#### PAGE TEXT:
>> BEGIN
Hi Beichuan

So, from "df" it looks like /home is /work1, right?

Also, "mount" shows only /work[1-4], not the other
7 CWFS panfs (Panasas?), which apparently are not available in the compute nodes/blades.

I presume you have access and are using only some of the /work[1-4]
(lustre) file systems for all your MPI and other software
installation, right? Not the panfs, right?

Awkward that it doesn't work, because lustre is supposed to be a
parallel file system, highly available to all nodes (assuming it is mounted on all nodes).

It also shows a small /tmp with a tmpfs file system,
which is volatile, in memory:

http://en.wikipedia.org/wiki/Tmpfs

I would guess they don't let you write there, so TMPDIR=/tmp may not
be a possible option, but this is just a wild guess.
Or maybe OMPI requires an actual non-volatile file system to write its
shared memory auxiliary files and other stuff that normally goes on /tmp? [Jeff, Ralph, help!!]
I kind of remember some old discussion on this list about this,
but maybe it was in another list.

[You could ask the sys admin about this, and perhaps what he recommends
to use to replace /tmp.]

Just in case they may have some file system mount point mixup,
you could try perhaps TMPDIR=/work1/yanb/tmp (rather than /home)
You could also try TMPDIR=/work3/yanb/tmp, as if I remember right
this is another file system you have access to (not sure anymore,
it may have been in the previous emails).
Either way, you may need to create the tmp directory beforehand.

**

Any chances that this is an environment mixup?

Say, that you may be inadvertently using the SGI-MPI mpiexec
Using a /full/path/to/mpiexec in your job may clarify this.

"which mpiexec" will tell, but since the environment on the compute
nodes may not be exactly the same as in the login node, it may not be
reliable information.

Or perhaps you may not be pointing to the OMPI libraries?
Are you exporting PATH and LD_LIBRARY_PATH on .bashrc/.tcshrc,
with the OMPI items (bin and lib) *PREPENDED* (not appended),
so as to take precedence over other possible/SGI/pre-existent
MPI items?

Those are pretty (ugly) common problems.

**

I hope this helps,
Gus Correa

On 03/03/2014 10:13 PM, Beichuan Yan wrote:
1. info from a compute node
-bash-4.1$ hostname
r32i1n1
-bash-4.1$ df -h /home
Filesystem            Size  Used Avail Use% Mounted on
10.148.18.45@o2ib:10.148.18.46@o2ib:/fs1
                       1.2P  136T  1.1P  12% /work1
-bash-4.1$ mount
devpts on /dev/pts type devpts (rw,gid=5,mode=620)
tmpfs on /tmp type tmpfs (rw,size=150m)
none on /proc/sys/fs/binfmt_misc type binfmt_misc (rw)
cpuset on /dev/cpuset type cpuset (rw)
10.148.18.45@o2ib:10.148.18.46@o2ib:/fs1 on /work1 type lustre (rw,flock)
>> END
(Annotated coordinate entries)
>> BEGIN
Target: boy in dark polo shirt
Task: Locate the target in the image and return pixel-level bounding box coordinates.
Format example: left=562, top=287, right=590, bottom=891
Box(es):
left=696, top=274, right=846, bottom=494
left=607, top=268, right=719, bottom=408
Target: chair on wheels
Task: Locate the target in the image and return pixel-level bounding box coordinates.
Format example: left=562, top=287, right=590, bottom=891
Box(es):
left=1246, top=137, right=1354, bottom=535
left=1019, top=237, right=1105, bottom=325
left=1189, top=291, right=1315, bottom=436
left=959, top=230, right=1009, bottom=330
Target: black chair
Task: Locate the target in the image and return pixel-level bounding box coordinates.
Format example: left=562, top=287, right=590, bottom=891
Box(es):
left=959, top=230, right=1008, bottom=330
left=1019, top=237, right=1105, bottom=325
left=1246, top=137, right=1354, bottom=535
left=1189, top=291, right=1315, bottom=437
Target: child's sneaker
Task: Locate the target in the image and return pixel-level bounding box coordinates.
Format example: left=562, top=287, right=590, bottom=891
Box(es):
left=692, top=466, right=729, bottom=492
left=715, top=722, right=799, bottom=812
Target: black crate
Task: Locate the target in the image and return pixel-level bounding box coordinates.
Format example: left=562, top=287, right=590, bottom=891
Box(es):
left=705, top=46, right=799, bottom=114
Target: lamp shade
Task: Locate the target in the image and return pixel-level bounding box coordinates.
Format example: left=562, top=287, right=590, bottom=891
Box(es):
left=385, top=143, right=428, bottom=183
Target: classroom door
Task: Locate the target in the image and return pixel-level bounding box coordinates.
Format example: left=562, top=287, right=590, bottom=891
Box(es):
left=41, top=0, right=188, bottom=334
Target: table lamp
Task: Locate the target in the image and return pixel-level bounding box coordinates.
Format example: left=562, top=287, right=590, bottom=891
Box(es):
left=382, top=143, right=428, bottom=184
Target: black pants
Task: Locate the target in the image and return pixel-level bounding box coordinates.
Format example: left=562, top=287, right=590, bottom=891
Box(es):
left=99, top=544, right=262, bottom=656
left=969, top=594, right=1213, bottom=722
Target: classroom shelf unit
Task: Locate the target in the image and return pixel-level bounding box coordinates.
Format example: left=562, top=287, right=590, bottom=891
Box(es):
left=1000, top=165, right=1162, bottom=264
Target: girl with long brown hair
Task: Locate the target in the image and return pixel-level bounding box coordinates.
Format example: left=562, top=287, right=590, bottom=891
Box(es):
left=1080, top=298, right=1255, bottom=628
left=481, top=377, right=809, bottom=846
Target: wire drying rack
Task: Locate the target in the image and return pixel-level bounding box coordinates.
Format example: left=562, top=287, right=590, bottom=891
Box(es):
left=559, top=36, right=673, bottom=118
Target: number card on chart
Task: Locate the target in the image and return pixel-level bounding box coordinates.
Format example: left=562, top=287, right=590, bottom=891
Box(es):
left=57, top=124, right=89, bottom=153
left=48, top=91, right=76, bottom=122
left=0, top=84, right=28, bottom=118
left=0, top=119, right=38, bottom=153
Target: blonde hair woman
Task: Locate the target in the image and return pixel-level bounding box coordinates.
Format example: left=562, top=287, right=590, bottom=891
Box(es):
>> END
#### WRITTEN REQUEST 1:
Name every file system type that appears in the mount output quoted in the OMPI troubleshooting thread.
#### WRITTEN REQUEST 2:
Carry the OMPI troubleshooting thread on from its last line of mount output.
These entries were drawn from a different source than the text above them.

#### EXERCISE ANSWER 1:
devpts, tmpfs, binfmt_misc, cpuset, lustre

#### EXERCISE ANSWER 2:
10.148.18.76@o2ib:10.148.18.164@o2ib:/fs2 on /work2 type lustre (rw,flock)
10.148.18.104@o2ib:10.148.18.165@o2ib:/fs3 on /work3 type lustre (rw,flock)
10.148.18.132@o2ib:10.148.18.133@o2ib:/fs4 on /work4 type lustre (rw,flock)


2. For "export TMPDIR=/home/yanb/tmp", I created it beforehand, and I did see 
mpi-related temporary files there when the job gets started.

-----Original Message-----
From: users [mailto:users-boun...@open-mpi.org] On Behalf Of Gus Correa
Sent: Monday, March 03, 2014 18:23
To: Open MPI Users
Subject: Re: [OMPI users] OpenMPI job initializing problem

Hi Beichuan

OK, it says "unclassified.html", so I presume it is not a problem.

The web site says the computer is an SGI ICE X.
I am not familiar to it, so what follows are guesses.

The SGI site brochure suggests that the nodes/blades have local disks:
https://www.sgi.com/pdfs/4330.pdf

The file systems prefixed with IP addresses (work[1-4]) and with panfs (cwfs 
and CWFS[1-6]) and a colon (:) are shared exports (not local), but not 
necessarily NFS (panfs may be Panasas?).
  From this output it is hard to tell where /home is, but I would guess it is 
also shared (not local).
Maybe "df -h /home" will tell.  Or perhaps "mount".

You may be logged in to a login/service node, so although it does have a /tmp 
(your ls / shows tmp), this doesn't guarantee that the compute nodes/blades 
also do.

Since your jobs failed when you specified TMPDIR=/tmp, I would guess /tmp 
doesn't exist on the nodes/blades, or is not writable.

Did you try to submit a job with, say, "mpiexec -np 16 ls -ld /tmp"?
This should tell if /tmp exists on the nodes, if it is writable.

A stupid question:
When you tried your job with this:

export TMPDIR=/home/yanb/tmp

Did you create the directory /home/yanb/tmp beforehand?

Anyway, you may need to ask the help of a system administrator of this machine.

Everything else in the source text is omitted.